TASKS TO CARRY OUT.
**1.** Answer these questions from the reranking refactor commit:
(a) How many files does the commit change?
(b) What is the identifier of the commit's parent?
(c) What default value does the enable_rerank parameter of apply_rerank_if_enabled have?
**2.** List every parameter that the function apply_rerank_if_enabled takes in the reranking refactor commit.

PAGE EXCERPT.
******

Refactor: move reranking utilities from operate.py to utils.py

• Move apply_rerank_if_enabled to utils • Move process_chunks_unified to utils
2025-07-24 03:33:38 +08:00 · 2025-07-24 03:33:38 +08:00 · 3075691f72
commit 3075691f72
parent 2c940f0728
2 changed files with 122 additions and 126 deletions
--- a/lightrag/operate.py
+++ b/lightrag/operate.py
@ -27,6 +27,7 @@ from .utils import (
    update_chunk_cache_list,
    remove_think_tags,
    linear_gradient_weighted_polling,
    process_chunks_unified,
 )
 from .base import (
    BaseGraphStorage,
@ -3215,128 +3216,3 @@ async def query_with_keywords(
        )
    else:
        raise ValueError(f"Unknown mode {param.mode}")
 async def apply_rerank_if_enabled(
    query: str,
    retrieved_docs: list[dict],
    global_config: dict,
    enable_rerank: bool = True,
    top_n: int = None,
 ) -> list[dict]:
    """
    Apply reranking to retrieved documents if rerank is enabled.
    Args:
        query: The search query
        retrieved_docs: List of retrieved documents
        global_config: Global configuration containing rerank settings
        enable_rerank: Whether to enable reranking from query parameter
        top_n: Number of top documents to return after reranking
    Returns:
        Reranked documents if rerank is enabled, otherwise original documents
    """
    if not enable_rerank or not retrieved_docs:
        return retrieved_docs
    rerank_func = global_config.get("rerank_model_func")
    if not rerank_func:
        logger.warning(
            "Rerank is enabled but no rerank model is configured. Please set up a rerank model or set enable_rerank=False in query parameters."
        )
        return retrieved_docs
    try:
        # Apply reranking - let rerank_model_func handle top_k internally
        reranked_docs = await rerank_func(
            query=query,
            documents=retrieved_docs,
            top_n=top_n,
        )
        if reranked_docs and len(reranked_docs) > 0:
            if len(reranked_docs) > top_n:
                reranked_docs = reranked_docs[:top_n]
            logger.info(
                f"Successfully reranked {len(retrieved_docs)} documents to {len(reranked_docs)}"
            )
            return reranked_docs
        else:
            logger.warning("Rerank returned empty results, using original documents")
            return retrieved_docs
    except Exception as e:
        logger.error(f"Error during reranking: {e}, using original documents")

******

INFORMATION GIVEN.
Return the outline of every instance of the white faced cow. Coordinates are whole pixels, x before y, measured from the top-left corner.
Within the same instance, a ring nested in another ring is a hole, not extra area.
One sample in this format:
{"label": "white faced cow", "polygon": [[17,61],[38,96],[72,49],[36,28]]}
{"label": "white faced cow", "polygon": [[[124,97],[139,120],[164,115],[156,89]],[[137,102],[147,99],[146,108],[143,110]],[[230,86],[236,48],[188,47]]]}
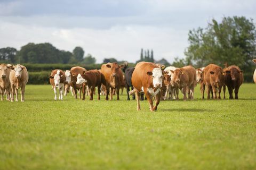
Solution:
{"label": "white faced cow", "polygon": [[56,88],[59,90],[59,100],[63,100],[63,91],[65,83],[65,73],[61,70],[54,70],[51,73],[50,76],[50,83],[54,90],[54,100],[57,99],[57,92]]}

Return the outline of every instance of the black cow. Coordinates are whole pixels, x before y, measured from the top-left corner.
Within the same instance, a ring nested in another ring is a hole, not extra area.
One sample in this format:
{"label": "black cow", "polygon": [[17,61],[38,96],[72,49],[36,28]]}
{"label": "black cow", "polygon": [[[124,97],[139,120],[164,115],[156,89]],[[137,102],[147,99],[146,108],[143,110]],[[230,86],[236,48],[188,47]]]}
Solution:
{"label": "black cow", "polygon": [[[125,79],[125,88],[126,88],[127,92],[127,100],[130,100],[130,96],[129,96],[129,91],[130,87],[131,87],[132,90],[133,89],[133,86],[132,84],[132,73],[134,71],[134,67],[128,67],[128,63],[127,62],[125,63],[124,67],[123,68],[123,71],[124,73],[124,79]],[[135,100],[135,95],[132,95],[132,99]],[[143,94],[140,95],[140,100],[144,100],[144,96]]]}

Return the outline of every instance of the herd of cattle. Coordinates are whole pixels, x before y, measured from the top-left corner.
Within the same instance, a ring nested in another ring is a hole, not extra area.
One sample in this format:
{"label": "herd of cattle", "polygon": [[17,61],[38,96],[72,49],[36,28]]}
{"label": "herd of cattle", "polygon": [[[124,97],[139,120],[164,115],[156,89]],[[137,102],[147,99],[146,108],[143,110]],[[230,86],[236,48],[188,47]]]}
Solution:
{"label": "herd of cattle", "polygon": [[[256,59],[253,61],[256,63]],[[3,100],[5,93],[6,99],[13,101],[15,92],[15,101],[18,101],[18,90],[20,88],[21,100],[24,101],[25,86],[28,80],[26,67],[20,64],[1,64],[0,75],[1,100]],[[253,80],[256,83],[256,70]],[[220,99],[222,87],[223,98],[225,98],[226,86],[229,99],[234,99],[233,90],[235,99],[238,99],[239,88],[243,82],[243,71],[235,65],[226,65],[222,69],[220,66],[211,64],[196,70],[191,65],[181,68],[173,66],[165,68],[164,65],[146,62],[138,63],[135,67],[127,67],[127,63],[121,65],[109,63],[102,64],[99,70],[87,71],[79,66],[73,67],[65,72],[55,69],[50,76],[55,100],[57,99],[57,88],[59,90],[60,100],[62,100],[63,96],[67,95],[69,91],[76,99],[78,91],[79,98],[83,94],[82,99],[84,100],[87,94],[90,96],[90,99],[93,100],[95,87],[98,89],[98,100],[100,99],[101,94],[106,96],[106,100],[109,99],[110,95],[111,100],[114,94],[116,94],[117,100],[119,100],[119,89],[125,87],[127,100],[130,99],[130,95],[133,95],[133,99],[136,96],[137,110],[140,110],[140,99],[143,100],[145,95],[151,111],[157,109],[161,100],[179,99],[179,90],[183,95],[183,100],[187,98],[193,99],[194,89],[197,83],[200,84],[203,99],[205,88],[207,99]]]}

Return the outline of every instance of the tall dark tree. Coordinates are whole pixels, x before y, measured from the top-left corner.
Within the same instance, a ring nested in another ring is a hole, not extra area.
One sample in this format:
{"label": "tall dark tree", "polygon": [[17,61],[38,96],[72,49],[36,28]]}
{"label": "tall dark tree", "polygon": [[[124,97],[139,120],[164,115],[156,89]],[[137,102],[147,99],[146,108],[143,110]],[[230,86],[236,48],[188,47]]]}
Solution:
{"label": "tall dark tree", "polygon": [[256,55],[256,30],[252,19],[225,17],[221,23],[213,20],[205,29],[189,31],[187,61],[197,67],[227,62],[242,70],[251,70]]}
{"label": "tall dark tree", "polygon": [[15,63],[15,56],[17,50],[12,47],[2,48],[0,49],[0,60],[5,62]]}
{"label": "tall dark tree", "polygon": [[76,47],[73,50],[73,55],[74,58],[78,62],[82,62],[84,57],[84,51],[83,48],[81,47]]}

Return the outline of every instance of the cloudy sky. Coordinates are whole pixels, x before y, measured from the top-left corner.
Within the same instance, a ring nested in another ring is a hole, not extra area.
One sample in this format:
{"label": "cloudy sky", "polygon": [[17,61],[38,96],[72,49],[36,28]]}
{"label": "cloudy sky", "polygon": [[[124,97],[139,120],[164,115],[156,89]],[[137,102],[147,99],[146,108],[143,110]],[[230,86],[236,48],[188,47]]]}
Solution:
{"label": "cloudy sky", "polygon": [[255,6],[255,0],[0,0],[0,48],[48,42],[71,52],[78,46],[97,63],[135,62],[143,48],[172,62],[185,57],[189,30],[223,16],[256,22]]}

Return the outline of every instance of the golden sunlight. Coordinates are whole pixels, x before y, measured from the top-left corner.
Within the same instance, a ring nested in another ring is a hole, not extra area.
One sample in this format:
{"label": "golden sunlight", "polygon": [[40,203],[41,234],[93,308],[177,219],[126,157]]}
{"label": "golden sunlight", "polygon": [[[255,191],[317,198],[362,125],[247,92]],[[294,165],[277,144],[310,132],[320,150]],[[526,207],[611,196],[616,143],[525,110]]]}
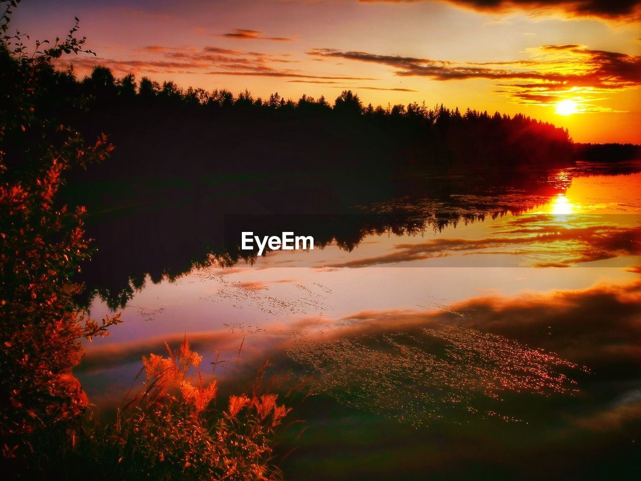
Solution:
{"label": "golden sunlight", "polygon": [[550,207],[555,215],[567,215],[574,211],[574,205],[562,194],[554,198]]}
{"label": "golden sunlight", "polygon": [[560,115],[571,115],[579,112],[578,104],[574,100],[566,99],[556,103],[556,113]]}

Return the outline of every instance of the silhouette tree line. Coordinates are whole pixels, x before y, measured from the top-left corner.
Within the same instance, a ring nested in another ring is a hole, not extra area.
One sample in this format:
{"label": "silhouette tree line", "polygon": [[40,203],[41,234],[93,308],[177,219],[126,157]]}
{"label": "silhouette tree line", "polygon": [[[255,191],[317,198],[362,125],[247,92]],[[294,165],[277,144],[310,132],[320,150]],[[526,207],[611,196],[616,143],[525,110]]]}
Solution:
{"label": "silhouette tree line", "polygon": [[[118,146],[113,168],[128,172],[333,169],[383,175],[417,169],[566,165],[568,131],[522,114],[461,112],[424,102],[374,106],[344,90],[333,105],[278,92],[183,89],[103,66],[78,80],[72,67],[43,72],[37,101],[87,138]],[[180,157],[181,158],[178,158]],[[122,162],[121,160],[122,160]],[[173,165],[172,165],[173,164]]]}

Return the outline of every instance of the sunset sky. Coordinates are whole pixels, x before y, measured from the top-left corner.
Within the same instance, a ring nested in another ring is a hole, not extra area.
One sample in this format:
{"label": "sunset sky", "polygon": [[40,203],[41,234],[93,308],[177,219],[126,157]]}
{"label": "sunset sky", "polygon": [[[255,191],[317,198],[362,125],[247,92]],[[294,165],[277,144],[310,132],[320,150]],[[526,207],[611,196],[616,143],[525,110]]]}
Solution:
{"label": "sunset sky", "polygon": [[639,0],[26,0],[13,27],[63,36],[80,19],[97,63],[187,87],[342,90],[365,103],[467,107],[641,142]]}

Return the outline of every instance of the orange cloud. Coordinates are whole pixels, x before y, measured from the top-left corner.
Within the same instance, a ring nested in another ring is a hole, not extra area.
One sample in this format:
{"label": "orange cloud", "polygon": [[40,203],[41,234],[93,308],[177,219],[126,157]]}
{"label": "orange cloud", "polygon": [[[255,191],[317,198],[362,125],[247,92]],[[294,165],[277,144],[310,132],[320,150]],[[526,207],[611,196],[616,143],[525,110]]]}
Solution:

******

TASK RESPONSES.
**1.**
(a) 2
(b) 2c940f0728
(c) True

**2.** query, retrieved_docs, global_config, enable_rerank, top_n